*Extracted text*.
· · · · ·

CGI Hanging on comments, reschedule of check, etc


#1

I am having the problem of the CGI of nagios hanging when trying to do anything that needs to write to the nagios.cmd file.

I am basically setup doing the following:

Web front end is on a different server which access the status files, configruation file, etc. via an NFS mount to my nfs server.

Nagios writes and reads everything to the NFS server as well. Everything else works great, no issues. The CGIs’ are able to read everything and output as expected. Just when trying to add any comments, reschedule checks, etc that the CGI hangs and then eventually I get a page cannot be displayed.

the nagios server process is running as ‘nagios’, and the apache process runs as ‘daemon’.

· · · · ·

*Data rows*.
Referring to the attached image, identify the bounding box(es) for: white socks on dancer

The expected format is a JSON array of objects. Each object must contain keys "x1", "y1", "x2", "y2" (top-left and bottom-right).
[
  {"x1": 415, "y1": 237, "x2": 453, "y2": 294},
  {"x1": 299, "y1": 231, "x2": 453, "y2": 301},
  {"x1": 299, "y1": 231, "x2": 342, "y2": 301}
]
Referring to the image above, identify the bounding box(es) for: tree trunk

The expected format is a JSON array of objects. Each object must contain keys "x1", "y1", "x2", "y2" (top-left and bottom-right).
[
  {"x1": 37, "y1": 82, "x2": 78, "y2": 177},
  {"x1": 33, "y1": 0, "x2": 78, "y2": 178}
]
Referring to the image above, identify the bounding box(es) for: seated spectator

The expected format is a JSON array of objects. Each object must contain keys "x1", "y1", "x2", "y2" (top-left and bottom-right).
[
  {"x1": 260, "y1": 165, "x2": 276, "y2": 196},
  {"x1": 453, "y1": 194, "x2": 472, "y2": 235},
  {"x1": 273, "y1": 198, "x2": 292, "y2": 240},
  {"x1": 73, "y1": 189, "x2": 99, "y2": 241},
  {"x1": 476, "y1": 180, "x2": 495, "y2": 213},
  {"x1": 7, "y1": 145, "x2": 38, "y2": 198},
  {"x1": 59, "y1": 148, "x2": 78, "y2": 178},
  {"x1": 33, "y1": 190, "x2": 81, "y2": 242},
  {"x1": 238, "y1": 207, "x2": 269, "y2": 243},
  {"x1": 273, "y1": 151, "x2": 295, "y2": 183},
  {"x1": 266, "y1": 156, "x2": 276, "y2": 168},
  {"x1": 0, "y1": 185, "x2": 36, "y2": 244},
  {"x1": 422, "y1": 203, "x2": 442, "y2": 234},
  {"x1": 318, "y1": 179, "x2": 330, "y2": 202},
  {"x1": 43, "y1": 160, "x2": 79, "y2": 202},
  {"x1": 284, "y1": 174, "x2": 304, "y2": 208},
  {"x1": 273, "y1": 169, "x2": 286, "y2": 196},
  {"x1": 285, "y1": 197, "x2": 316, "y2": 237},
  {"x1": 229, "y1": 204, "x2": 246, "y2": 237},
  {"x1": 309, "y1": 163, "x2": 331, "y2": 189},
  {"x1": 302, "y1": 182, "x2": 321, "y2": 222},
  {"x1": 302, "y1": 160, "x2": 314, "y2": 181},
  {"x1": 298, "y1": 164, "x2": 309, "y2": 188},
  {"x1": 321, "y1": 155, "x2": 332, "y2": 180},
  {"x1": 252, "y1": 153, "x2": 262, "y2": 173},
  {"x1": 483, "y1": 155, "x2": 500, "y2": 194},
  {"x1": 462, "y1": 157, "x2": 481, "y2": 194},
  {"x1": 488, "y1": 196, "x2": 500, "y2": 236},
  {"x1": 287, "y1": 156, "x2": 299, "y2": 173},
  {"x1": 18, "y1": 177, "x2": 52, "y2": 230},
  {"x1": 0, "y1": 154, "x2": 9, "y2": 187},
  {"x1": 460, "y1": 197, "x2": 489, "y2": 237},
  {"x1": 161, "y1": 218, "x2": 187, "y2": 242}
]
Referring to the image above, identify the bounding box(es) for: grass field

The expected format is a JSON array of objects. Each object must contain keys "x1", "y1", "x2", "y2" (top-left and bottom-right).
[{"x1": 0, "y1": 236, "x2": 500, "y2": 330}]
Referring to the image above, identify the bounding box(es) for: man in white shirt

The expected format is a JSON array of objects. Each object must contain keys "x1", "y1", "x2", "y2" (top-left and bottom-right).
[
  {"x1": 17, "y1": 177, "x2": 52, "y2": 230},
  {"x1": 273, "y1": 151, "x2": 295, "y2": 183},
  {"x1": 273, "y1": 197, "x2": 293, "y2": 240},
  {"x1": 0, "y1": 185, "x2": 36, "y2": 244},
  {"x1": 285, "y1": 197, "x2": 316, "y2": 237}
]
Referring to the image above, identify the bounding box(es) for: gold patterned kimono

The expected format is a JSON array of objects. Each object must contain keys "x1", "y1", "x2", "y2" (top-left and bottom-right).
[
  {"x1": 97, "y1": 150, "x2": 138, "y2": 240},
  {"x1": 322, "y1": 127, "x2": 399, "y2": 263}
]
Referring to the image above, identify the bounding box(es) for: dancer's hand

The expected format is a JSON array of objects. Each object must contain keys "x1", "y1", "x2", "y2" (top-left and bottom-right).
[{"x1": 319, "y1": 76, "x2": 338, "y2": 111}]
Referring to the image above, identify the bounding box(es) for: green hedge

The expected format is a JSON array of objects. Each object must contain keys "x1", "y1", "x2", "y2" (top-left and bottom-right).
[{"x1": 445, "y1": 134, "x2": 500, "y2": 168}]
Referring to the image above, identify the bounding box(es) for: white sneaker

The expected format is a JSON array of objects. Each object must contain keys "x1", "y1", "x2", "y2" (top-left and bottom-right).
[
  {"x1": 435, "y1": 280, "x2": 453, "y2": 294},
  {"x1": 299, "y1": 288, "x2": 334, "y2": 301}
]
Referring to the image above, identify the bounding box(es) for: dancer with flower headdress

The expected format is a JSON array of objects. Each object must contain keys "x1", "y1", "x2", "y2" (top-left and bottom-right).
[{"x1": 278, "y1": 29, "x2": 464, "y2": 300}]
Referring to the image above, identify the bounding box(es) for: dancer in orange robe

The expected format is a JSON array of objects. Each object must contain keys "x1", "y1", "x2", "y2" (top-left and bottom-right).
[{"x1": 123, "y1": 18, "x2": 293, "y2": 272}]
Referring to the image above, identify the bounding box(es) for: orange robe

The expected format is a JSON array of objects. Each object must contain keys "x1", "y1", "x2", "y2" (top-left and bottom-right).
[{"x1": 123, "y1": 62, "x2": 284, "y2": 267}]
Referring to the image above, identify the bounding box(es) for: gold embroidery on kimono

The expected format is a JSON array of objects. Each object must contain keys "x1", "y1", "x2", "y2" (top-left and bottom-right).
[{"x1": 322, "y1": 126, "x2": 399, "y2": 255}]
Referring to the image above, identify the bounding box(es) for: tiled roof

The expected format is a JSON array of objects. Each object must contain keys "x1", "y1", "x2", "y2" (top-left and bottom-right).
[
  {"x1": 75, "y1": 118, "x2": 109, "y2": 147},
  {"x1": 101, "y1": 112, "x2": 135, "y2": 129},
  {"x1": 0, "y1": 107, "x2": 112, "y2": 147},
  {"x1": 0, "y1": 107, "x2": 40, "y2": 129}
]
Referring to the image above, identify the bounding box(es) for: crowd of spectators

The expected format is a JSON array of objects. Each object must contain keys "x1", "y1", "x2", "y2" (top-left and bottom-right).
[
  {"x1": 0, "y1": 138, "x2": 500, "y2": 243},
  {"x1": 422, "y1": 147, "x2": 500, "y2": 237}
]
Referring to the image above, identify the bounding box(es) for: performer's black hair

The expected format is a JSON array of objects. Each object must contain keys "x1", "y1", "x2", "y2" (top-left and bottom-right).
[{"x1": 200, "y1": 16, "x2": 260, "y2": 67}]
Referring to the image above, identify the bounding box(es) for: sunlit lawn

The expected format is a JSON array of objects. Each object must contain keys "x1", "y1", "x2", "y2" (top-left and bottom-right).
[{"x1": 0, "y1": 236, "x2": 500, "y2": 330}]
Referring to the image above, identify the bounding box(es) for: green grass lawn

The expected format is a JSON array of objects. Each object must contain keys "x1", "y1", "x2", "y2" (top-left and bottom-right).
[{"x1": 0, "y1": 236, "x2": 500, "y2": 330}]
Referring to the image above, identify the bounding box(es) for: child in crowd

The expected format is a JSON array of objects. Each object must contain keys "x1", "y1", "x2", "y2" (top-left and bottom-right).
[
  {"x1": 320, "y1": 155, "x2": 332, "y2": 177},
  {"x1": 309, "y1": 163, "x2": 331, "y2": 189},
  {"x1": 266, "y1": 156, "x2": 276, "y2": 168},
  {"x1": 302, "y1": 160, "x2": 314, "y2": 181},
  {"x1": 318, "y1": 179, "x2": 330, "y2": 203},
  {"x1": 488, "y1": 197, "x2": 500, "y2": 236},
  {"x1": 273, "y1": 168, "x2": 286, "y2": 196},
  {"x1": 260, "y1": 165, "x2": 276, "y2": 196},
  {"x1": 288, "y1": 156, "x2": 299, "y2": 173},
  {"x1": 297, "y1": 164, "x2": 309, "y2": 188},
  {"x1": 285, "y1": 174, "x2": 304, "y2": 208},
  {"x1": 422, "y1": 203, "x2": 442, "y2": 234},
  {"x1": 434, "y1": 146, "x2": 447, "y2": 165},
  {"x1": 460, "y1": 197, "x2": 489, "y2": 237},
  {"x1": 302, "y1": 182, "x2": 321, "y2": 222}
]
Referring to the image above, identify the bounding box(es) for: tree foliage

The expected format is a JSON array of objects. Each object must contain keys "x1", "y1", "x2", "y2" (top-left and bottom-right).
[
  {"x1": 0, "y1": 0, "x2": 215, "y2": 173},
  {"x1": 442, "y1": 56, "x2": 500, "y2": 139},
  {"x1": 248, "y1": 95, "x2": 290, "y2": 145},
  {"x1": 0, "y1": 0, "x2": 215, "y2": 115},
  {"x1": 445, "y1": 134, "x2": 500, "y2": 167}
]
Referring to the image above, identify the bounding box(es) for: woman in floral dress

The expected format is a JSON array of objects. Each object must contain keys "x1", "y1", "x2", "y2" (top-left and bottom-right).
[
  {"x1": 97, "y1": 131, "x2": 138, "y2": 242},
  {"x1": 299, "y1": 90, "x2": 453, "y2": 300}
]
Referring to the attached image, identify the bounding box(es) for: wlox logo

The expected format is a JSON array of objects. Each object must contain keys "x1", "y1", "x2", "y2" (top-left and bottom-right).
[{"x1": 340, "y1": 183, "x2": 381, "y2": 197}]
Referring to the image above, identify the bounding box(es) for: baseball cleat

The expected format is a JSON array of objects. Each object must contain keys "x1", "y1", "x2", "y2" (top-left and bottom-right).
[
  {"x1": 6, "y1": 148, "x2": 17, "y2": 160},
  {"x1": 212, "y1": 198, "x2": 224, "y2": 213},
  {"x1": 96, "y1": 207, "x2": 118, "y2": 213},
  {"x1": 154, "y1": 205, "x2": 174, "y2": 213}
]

· · · · ·

*Problem description*.
In the forum post about the hanging Nagios CGI, reproduce word for word the passage that begins at the words "Web front end" and stops after "runs as ‘daemon’.".

*Output of the task*.
Web front end is on a different server which access the status files, configruation file, etc. via an NFS mount to my nfs server.

Nagios writes and reads everything to the NFS server as well. Everything else works great, no issues. The CGIs’ are able to read everything and output as expected. Just when trying to add any comments, reschedule checks, etc that the CGI hangs and then eventually I get a page cannot be displayed.

the nagios server process is running as ‘nagios’, and the apache process runs as ‘daemon’.